◆ Work task ◆
After reading the data below, copy out every line that contains the word "fork".

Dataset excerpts
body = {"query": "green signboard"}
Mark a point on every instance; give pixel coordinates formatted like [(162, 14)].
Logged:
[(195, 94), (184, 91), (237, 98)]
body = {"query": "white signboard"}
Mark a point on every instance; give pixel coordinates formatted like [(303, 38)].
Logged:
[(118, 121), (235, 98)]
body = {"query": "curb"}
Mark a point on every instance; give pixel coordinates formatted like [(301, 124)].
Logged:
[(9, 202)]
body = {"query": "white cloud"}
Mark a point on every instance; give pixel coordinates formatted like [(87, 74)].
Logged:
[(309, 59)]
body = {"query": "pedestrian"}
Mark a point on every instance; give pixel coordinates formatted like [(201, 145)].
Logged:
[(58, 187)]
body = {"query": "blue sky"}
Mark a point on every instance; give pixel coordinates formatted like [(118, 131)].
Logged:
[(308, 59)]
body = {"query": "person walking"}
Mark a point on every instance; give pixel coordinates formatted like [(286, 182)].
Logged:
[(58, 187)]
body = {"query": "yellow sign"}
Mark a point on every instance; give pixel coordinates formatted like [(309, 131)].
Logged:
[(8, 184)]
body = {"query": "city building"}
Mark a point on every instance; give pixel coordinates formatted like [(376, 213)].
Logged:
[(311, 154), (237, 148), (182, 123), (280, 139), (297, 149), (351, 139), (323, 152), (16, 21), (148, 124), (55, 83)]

* * *

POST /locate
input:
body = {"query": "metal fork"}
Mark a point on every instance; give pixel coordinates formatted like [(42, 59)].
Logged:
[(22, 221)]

...

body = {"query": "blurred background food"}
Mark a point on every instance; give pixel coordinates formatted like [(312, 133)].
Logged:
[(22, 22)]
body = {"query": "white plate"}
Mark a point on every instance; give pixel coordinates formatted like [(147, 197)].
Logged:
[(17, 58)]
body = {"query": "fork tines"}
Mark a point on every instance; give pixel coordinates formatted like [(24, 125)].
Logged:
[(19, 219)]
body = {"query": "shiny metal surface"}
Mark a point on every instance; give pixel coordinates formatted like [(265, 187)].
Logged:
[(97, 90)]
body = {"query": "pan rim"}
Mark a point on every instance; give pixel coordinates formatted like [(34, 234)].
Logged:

◆ Task solution ◆
body = {"query": "metal fork"}
body = {"query": "fork tines"}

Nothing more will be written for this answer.